▸ **Passage**
TH: The ability to precisely evidence changes in the characteristics of a serial publication over time is one of the great strengths of the methods deployed here. And while our analysis refines, rather than contradicts analyses generated by other historians; our approach has the subtle effect of focusing attention on the financial, structural and political context of the Proceedings, rather than their semantic content. To this extent, the methodology itself pre-determines the nature of the questions being asked.

WJT: If we were just starting this work now, we would be able to place much more emphasis on the semantic content of the Proceedings. Over the past decade, the rapid development of deep learning approaches to natural language processing (especially word representations) and the increase in computing power make it possible for individuals or small teams to take on much more sophisticated analyses.

Overall, the left hand side of Figure 1 reinforces Robert Shoemaker’s and Magnus Huber’s observation that the later 1720s and 1730s witnessed a marked transition in the nature of reporting found in the Proceedings. Both Shoemaker and Huber have suggested that these decades saw a gradual increase in the amount of text being published per trial, and, in Huber’s estimation, a more consistent attempt to represent the trial process in the form of individual, first person, witness statements. Beyond this, Shoemaker has argued that the period from 1729 to 1778 was characterized by a dynamic interplay between political and publishing imperatives that together shaped the Proceedings; encouraging increasingly extensive trial reports, while effectively censoring material that reflected the strategies of defendants, or that brought the system into disrepute. The apparently erratic relationship between the number of trials heard and words published would support his description of this period as one characterized by a complex interplay of forces, but adds to it a series of significant moments of transition.21 The evidence of Figure 1 also tentatively supports John Langbein’s observation that the period between September 1782 and December 1790—when Edmund Hodgson acted as the shorthand reporter—was a kind of “short golden age,” in which most trials were apparently reported at length, and during which the text of the Proceedings responded consistently to court behavior.22 And finally, Figure 1 is consistent with Simon Devereaux’s characterization of the last decades of the eighteenth century and first decade of the nineteenth, as a crisis of crime and punishment in which the Proceedings themselves served as an important tool wielded by City authorities in their ongoing attempt to promote the perception of “public justice.”23 The clear impact of changes in reporting practises between October 1792 and December 1793, when trials resulting in an acquittal were censored from the Proceedings as part of a wider strategy to sustain public confidence in the criminal justice system, reinforces Devereaux’s interpretation. Overall, and although confirming the broad outline found in the secondary literature for the period up to 1820, Figure 1 adds a new layer of detail, drawing attention to specific moments of significant change scattered across eight decades. The story of the nineteenth century Proceedings seems to fit less well.

▸ **Problem to work on**
Copy the passage above about the Proceedings word for word, in full.

▸ **Dataset entries**
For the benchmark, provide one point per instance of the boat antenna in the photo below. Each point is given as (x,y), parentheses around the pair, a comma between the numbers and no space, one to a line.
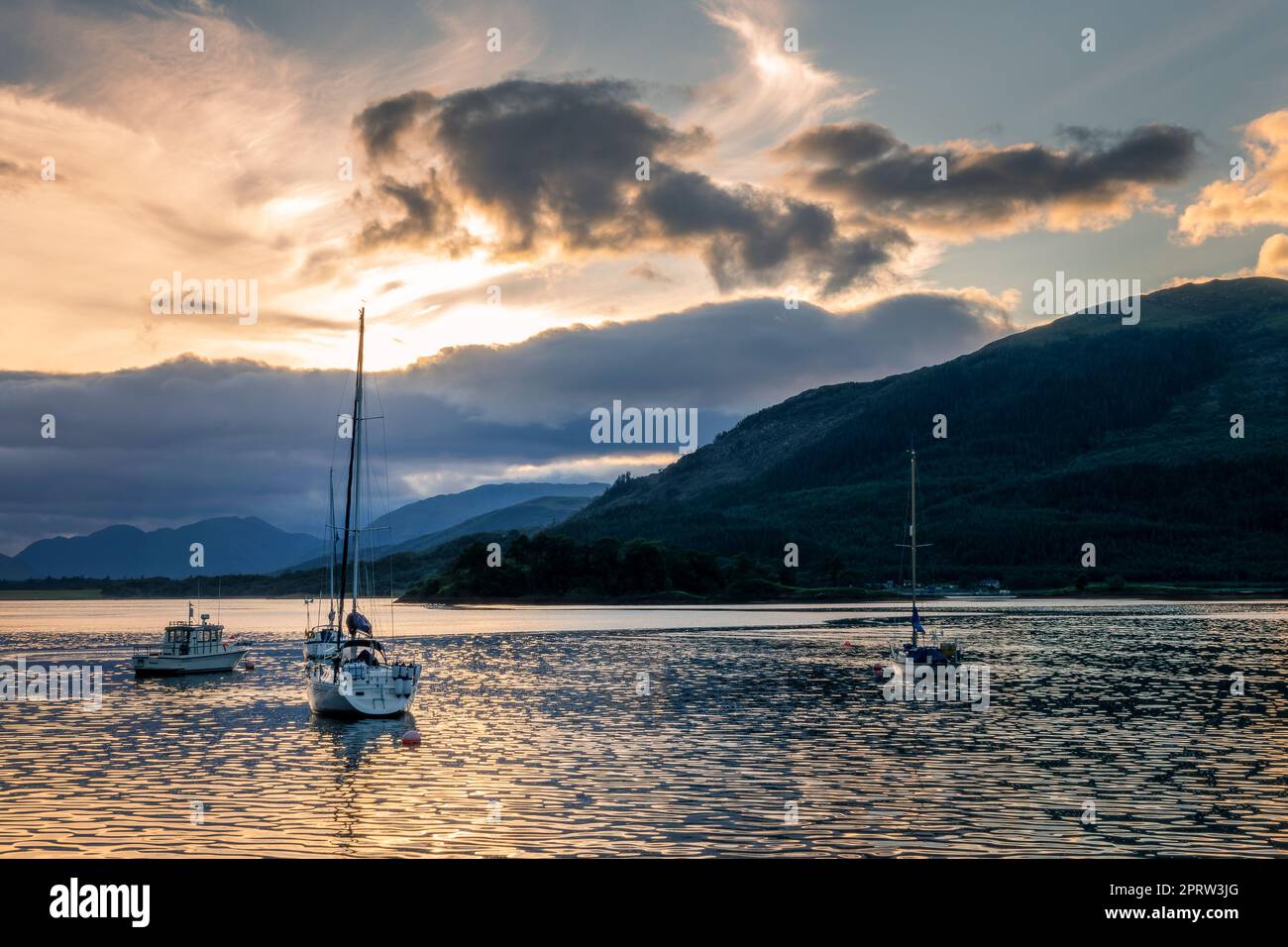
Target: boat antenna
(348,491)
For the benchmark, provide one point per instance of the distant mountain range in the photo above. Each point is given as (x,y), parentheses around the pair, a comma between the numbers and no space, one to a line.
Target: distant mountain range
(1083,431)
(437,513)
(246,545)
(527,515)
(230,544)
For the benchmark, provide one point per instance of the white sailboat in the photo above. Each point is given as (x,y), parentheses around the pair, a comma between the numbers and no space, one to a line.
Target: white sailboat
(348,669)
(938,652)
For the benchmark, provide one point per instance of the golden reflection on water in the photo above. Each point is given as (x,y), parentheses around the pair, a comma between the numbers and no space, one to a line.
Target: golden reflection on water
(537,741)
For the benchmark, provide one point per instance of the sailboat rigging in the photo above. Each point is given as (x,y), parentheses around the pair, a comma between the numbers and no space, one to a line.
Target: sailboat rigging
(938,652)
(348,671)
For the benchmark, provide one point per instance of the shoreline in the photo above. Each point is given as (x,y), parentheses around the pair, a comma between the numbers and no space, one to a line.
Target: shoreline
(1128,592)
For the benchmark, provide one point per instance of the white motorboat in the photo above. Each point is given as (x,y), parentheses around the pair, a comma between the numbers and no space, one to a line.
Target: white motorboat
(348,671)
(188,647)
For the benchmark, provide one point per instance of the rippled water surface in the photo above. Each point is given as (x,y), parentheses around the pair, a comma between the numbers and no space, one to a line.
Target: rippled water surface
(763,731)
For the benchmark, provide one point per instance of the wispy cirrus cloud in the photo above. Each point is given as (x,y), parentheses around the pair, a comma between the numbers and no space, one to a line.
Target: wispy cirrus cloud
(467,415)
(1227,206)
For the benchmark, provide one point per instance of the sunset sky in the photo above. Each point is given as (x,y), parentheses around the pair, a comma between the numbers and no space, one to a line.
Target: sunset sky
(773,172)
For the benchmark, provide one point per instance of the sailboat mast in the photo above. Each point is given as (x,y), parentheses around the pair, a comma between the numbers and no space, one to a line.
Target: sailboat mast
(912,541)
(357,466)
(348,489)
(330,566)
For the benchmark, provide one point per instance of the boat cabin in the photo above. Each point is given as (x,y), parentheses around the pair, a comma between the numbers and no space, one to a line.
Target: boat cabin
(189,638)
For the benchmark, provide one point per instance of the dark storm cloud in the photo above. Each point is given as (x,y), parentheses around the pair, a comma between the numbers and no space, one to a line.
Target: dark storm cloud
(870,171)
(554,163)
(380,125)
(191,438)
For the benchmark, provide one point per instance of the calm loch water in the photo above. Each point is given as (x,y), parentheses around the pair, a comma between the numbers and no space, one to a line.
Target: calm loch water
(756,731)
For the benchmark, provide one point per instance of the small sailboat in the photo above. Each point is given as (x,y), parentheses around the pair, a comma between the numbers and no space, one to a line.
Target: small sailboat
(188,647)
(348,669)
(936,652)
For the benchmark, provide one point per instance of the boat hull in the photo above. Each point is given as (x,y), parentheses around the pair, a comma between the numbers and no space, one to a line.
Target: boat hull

▸ **Response to this exercise**
TH: The ability to precisely evidence changes in the characteristics of a serial publication over time is one of the great strengths of the methods deployed here. And while our analysis refines, rather than contradicts analyses generated by other historians; our approach has the subtle effect of focusing attention on the financial, structural and political context of the Proceedings, rather than their semantic content. To this extent, the methodology itself pre-determines the nature of the questions being asked.

WJT: If we were just starting this work now, we would be able to place much more emphasis on the semantic content of the Proceedings. Over the past decade, the rapid development of deep learning approaches to natural language processing (especially word representations) and the increase in computing power make it possible for individuals or small teams to take on much more sophisticated analyses.

Overall, the left hand side of Figure 1 reinforces Robert Shoemaker’s and Magnus Huber’s observation that the later 1720s and 1730s witnessed a marked transition in the nature of reporting found in the Proceedings. Both Shoemaker and Huber have suggested that these decades saw a gradual increase in the amount of text being published per trial, and, in Huber’s estimation, a more consistent attempt to represent the trial process in the form of individual, first person, witness statements. Beyond this, Shoemaker has argued that the period from 1729 to 1778 was characterized by a dynamic interplay between political and publishing imperatives that together shaped the Proceedings; encouraging increasingly extensive trial reports, while effectively censoring material that reflected the strategies of defendants, or that brought the system into disrepute. The apparently erratic relationship between the number of trials heard and words published would support his description of this period as one characterized by a complex interplay of forces, but adds to it a series of significant moments of transition.21 The evidence of Figure 1 also tentatively supports John Langbein’s observation that the period between September 1782 and December 1790—when Edmund Hodgson acted as the shorthand reporter—was a kind of “short golden age,” in which most trials were apparently reported at length, and during which the text of the Proceedings responded consistently to court behavior.22 And finally, Figure 1 is consistent with Simon Devereaux’s characterization of the last decades of the eighteenth century and first decade of the nineteenth, as a crisis of crime and punishment in which the Proceedings themselves served as an important tool wielded by City authorities in their ongoing attempt to promote the perception of “public justice.”23 The clear impact of changes in reporting practises between October 1792 and December 1793, when trials resulting in an acquittal were censored from the Proceedings as part of a wider strategy to sustain public confidence in the criminal justice system, reinforces Devereaux’s interpretation. Overall, and although confirming the broad outline found in the secondary literature for the period up to 1820, Figure 1 adds a new layer of detail, drawing attention to specific moments of significant change scattered across eight decades. The story of the nineteenth century Proceedings seems to fit less well.